Can you convert every line of the listing below into a JSON list of strings, one string per line, with blank lines and the pictures left out?

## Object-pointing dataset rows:
**********

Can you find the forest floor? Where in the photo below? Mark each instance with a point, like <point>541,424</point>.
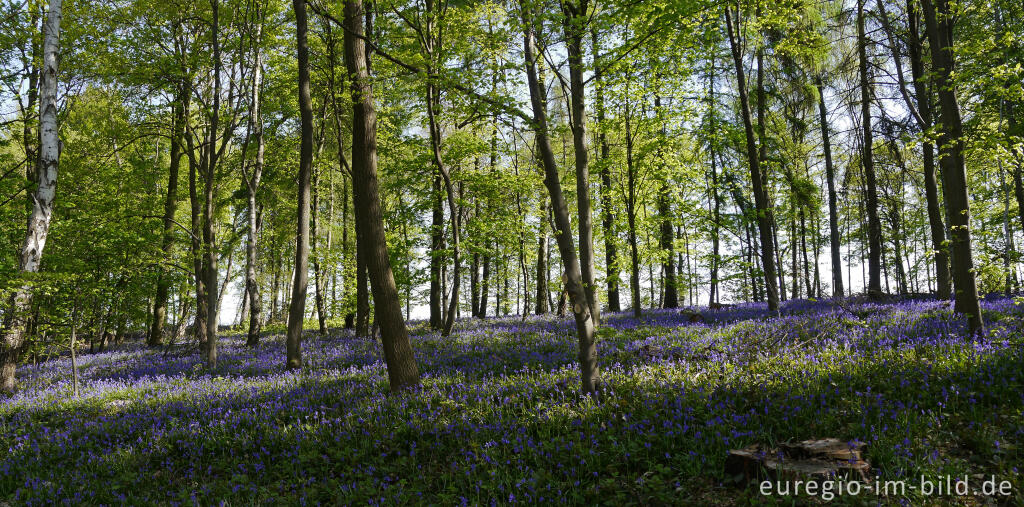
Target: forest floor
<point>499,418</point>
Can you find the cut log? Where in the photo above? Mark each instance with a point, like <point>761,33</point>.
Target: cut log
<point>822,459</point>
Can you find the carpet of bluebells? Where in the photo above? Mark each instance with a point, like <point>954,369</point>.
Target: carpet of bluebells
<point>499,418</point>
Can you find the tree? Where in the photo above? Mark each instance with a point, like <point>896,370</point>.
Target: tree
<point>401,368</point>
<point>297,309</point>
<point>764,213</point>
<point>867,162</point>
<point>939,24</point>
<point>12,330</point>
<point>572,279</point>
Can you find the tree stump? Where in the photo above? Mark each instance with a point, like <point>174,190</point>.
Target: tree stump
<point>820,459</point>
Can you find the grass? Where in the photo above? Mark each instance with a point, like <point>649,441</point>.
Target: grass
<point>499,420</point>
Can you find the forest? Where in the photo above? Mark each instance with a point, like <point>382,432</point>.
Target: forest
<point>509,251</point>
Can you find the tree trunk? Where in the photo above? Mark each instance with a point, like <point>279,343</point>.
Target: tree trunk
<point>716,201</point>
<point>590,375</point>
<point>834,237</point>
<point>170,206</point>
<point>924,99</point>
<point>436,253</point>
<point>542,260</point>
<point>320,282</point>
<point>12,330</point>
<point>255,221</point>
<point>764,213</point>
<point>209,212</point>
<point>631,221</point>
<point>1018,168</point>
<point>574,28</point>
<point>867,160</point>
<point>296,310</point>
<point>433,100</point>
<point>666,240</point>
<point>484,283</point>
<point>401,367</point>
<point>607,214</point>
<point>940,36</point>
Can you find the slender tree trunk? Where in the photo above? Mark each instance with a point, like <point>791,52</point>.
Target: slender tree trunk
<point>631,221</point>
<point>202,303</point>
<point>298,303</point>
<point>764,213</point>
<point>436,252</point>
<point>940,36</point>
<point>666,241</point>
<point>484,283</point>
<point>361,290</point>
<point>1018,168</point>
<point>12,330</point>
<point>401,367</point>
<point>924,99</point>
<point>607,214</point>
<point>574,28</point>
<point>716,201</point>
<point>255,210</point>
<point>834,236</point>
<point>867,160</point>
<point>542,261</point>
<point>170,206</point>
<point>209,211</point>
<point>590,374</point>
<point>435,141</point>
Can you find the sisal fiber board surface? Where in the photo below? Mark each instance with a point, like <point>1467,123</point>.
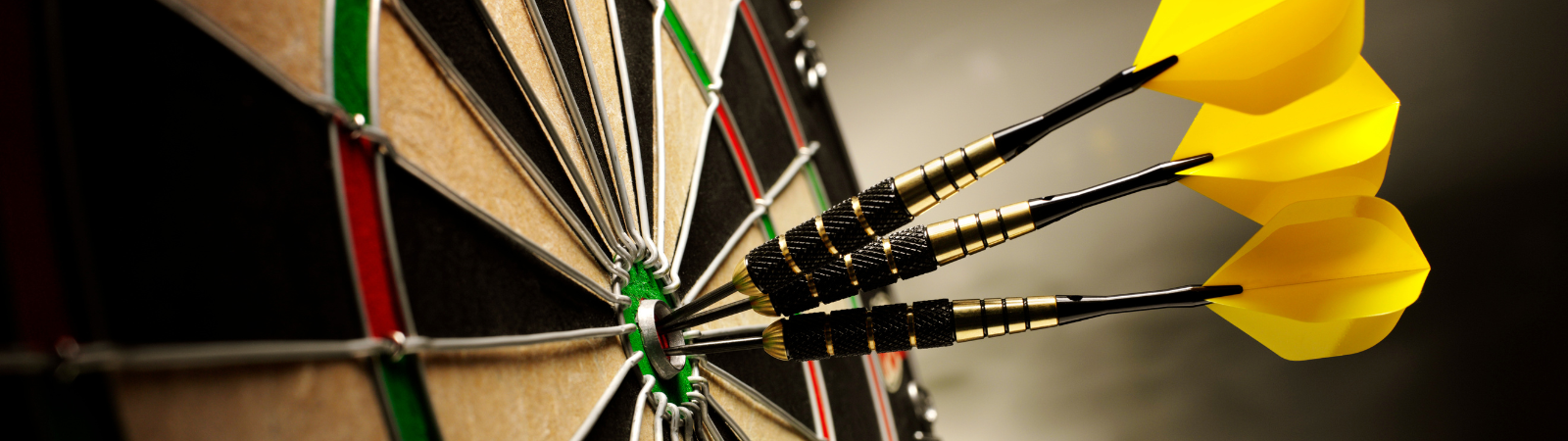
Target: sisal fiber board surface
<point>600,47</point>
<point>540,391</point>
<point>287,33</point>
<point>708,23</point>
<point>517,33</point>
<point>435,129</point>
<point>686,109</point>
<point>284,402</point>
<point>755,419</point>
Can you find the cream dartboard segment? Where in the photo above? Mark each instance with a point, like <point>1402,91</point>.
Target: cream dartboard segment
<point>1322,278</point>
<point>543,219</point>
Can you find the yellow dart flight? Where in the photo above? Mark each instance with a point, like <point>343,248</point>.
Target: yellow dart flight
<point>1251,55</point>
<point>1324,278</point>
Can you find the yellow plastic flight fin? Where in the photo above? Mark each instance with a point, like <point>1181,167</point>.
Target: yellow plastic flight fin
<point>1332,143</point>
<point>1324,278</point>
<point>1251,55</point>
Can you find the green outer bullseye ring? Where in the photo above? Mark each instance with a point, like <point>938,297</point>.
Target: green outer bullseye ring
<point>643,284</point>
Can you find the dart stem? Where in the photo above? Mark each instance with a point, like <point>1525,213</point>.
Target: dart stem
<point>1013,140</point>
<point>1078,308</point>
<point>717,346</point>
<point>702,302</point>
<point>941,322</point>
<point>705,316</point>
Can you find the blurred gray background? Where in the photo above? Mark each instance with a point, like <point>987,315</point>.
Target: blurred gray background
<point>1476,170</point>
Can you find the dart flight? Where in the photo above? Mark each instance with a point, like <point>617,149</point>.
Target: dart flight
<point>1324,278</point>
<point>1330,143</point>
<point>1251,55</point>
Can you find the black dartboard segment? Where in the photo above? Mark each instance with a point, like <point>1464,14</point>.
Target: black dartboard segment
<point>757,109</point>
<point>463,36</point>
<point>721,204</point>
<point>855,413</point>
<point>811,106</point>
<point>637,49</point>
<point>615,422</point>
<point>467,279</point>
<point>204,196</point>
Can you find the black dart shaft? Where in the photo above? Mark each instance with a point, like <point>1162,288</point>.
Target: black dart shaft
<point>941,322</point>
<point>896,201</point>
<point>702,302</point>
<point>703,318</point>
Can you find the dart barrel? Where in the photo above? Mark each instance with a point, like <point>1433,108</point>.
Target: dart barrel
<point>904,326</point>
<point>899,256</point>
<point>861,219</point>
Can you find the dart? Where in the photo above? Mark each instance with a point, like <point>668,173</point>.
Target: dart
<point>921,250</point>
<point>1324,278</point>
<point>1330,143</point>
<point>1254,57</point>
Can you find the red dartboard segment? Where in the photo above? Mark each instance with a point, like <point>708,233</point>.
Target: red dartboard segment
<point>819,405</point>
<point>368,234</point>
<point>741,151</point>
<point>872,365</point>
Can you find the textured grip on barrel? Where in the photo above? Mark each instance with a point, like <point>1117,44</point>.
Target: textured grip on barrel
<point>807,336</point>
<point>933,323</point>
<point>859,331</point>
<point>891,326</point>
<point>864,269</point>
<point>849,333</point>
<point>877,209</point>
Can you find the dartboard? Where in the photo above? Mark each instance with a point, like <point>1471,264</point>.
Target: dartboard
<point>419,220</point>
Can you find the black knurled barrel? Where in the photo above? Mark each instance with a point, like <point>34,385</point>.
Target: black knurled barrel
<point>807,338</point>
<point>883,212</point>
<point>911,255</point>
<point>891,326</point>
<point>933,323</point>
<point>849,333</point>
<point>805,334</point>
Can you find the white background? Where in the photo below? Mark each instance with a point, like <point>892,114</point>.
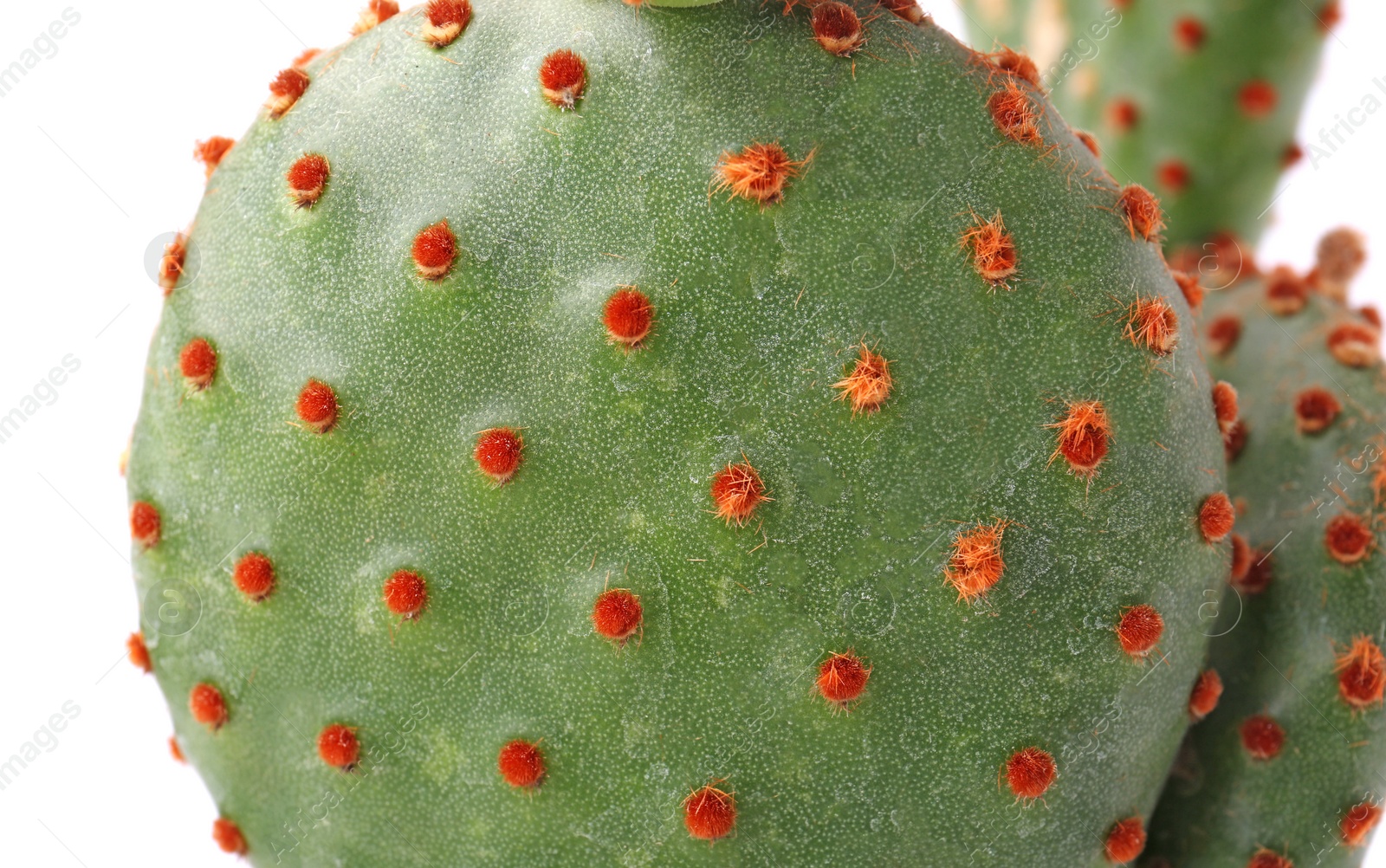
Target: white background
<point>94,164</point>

**********

## ANSWER FOR THIS EXERCISE:
[
  "Can you find the forest floor? Where in the photo below? Mark each instance with a point, like <point>541,424</point>.",
  "Target: forest floor",
  "<point>499,418</point>",
  "Can you find the cut log? Where in the photo above? Mark each instance with a point, like <point>761,33</point>.",
  "Target: cut log",
  "<point>822,459</point>",
  "Can you find the carpet of bluebells? Where in the photo above? Mark each instance with a point, like <point>954,369</point>.",
  "Target: carpet of bluebells",
  "<point>499,418</point>",
  "Can you find the tree? Where in the photo above? Mark each instance with a point, like <point>896,370</point>.",
  "Target: tree",
  "<point>401,368</point>",
  "<point>297,309</point>",
  "<point>764,213</point>",
  "<point>867,162</point>",
  "<point>939,24</point>",
  "<point>12,330</point>",
  "<point>572,279</point>",
  "Can you find the tree stump? Where in the photo above? Mark each instance with a point, like <point>174,190</point>.",
  "Target: tree stump",
  "<point>820,459</point>",
  "Can you find the grass? Where in the photo above? Mark each instance with a point, like <point>649,441</point>.",
  "Target: grass",
  "<point>499,420</point>",
  "Can you find the forest? Where in the photo above? Mark each instance with a point, like <point>382,432</point>.",
  "Target: forest",
  "<point>509,251</point>",
  "Can you find the tree trunk? Where in the photo above? Mark each instance with a point, like <point>279,343</point>.",
  "Target: tree trunk",
  "<point>716,201</point>",
  "<point>590,375</point>",
  "<point>834,237</point>",
  "<point>170,206</point>",
  "<point>924,99</point>",
  "<point>436,253</point>",
  "<point>542,260</point>",
  "<point>320,282</point>",
  "<point>12,330</point>",
  "<point>255,221</point>",
  "<point>764,213</point>",
  "<point>209,212</point>",
  "<point>631,221</point>",
  "<point>1018,168</point>",
  "<point>574,28</point>",
  "<point>867,160</point>",
  "<point>296,310</point>",
  "<point>433,100</point>",
  "<point>666,240</point>",
  "<point>484,283</point>",
  "<point>401,367</point>",
  "<point>607,214</point>",
  "<point>940,36</point>",
  "Can you find the slender tree trunk? Where in the photo above? Mark each instance with a point, like <point>791,52</point>.",
  "Target: slender tree trunk",
  "<point>631,221</point>",
  "<point>202,303</point>",
  "<point>298,303</point>",
  "<point>764,213</point>",
  "<point>436,252</point>",
  "<point>940,36</point>",
  "<point>666,241</point>",
  "<point>484,283</point>",
  "<point>361,290</point>",
  "<point>1018,168</point>",
  "<point>12,330</point>",
  "<point>401,367</point>",
  "<point>924,99</point>",
  "<point>607,214</point>",
  "<point>574,28</point>",
  "<point>716,201</point>",
  "<point>255,210</point>",
  "<point>834,236</point>",
  "<point>867,160</point>",
  "<point>542,261</point>",
  "<point>170,206</point>",
  "<point>209,211</point>",
  "<point>590,374</point>",
  "<point>435,141</point>",
  "Can you find the sisal fiber board surface? Where in the photo below? Mark each instance with a point, like <point>1467,123</point>.",
  "Target: sisal fiber board surface",
  "<point>600,47</point>",
  "<point>540,391</point>",
  "<point>287,33</point>",
  "<point>708,23</point>",
  "<point>517,33</point>",
  "<point>435,129</point>",
  "<point>686,109</point>",
  "<point>284,402</point>",
  "<point>755,419</point>",
  "Can you find the cream dartboard segment? Where in the photo above? Mark each instance with a point, like <point>1402,91</point>.",
  "Target: cream dartboard segment",
  "<point>1322,278</point>",
  "<point>543,219</point>",
  "Can you find the yellow dart flight? Where in the photo above? Mark each instance with a point, like <point>343,248</point>.",
  "Target: yellow dart flight",
  "<point>1251,55</point>",
  "<point>1324,278</point>",
  "Can you find the yellow plastic flight fin? Where in the photo above? Mark each instance with a point, like <point>1181,167</point>.",
  "Target: yellow plastic flight fin",
  "<point>1332,143</point>",
  "<point>1324,278</point>",
  "<point>1251,55</point>",
  "Can you find the green outer bullseye ring? Where in the photo above? Mark each instance with a point, like <point>938,297</point>.",
  "Target: green outer bullseye ring",
  "<point>643,284</point>",
  "Can you find the dart stem? Where in the photo above? Mark each instance with a point, like <point>1525,213</point>.",
  "Target: dart stem",
  "<point>1013,140</point>",
  "<point>1078,308</point>",
  "<point>717,346</point>",
  "<point>702,302</point>",
  "<point>941,322</point>",
  "<point>705,316</point>",
  "Can you find the blurred gray background? Where in the photo above? Mark each instance with a point, like <point>987,315</point>.",
  "Target: blurred gray background",
  "<point>1476,170</point>",
  "Can you find the dart flight? Where in the photo above? Mark each instance with a point, like <point>617,149</point>.",
  "Target: dart flight",
  "<point>1324,278</point>",
  "<point>1330,143</point>",
  "<point>1251,55</point>",
  "Can you find the black dartboard segment? Where in the photo above? Mark each instance with a point, like <point>1464,14</point>.",
  "Target: black dartboard segment",
  "<point>757,109</point>",
  "<point>463,36</point>",
  "<point>721,204</point>",
  "<point>855,413</point>",
  "<point>811,106</point>",
  "<point>637,49</point>",
  "<point>615,422</point>",
  "<point>467,279</point>",
  "<point>204,196</point>",
  "Can you find the black dart shaft? Where in the photo above? Mark each instance with a point, like <point>1162,288</point>.",
  "Target: black dart shaft",
  "<point>941,322</point>",
  "<point>896,201</point>",
  "<point>702,302</point>",
  "<point>703,318</point>",
  "Can you find the dart barrel? Where in the photo above? Mark each instance with a point, like <point>1433,108</point>.",
  "Target: dart barrel",
  "<point>904,326</point>",
  "<point>899,256</point>",
  "<point>861,219</point>",
  "Can you find the dart? Where in the photo above? Mark each instance with a point, like <point>668,173</point>.",
  "Target: dart",
  "<point>921,250</point>",
  "<point>1324,278</point>",
  "<point>1330,143</point>",
  "<point>1254,57</point>",
  "Can you find the red dartboard segment? Where in the photo above? Mark each instance with a point, like <point>708,233</point>.",
  "Target: red dartboard segment",
  "<point>819,405</point>",
  "<point>368,234</point>",
  "<point>741,151</point>",
  "<point>872,365</point>",
  "Can you find the textured grip on barrel? Where in the photo above? Mark each instance with a point, like <point>1117,44</point>.",
  "Target: textured grip on barrel",
  "<point>807,336</point>",
  "<point>933,323</point>",
  "<point>859,331</point>",
  "<point>891,326</point>",
  "<point>864,269</point>",
  "<point>849,333</point>",
  "<point>877,209</point>",
  "Can you find the dartboard? Where in the photo above? Mark each instance with a point, like <point>1471,264</point>.",
  "Target: dartboard",
  "<point>419,220</point>",
  "Can you find the black knurled barrel? Where in the photo above? Mark each instance with a point, like <point>34,385</point>.",
  "Target: black knurled barrel",
  "<point>807,338</point>",
  "<point>883,212</point>",
  "<point>911,255</point>",
  "<point>891,326</point>",
  "<point>933,323</point>",
  "<point>849,333</point>",
  "<point>805,334</point>",
  "Can you find the white background? Where in the photo below? Mark each instance with a point, like <point>892,114</point>.",
  "Target: white background",
  "<point>94,164</point>"
]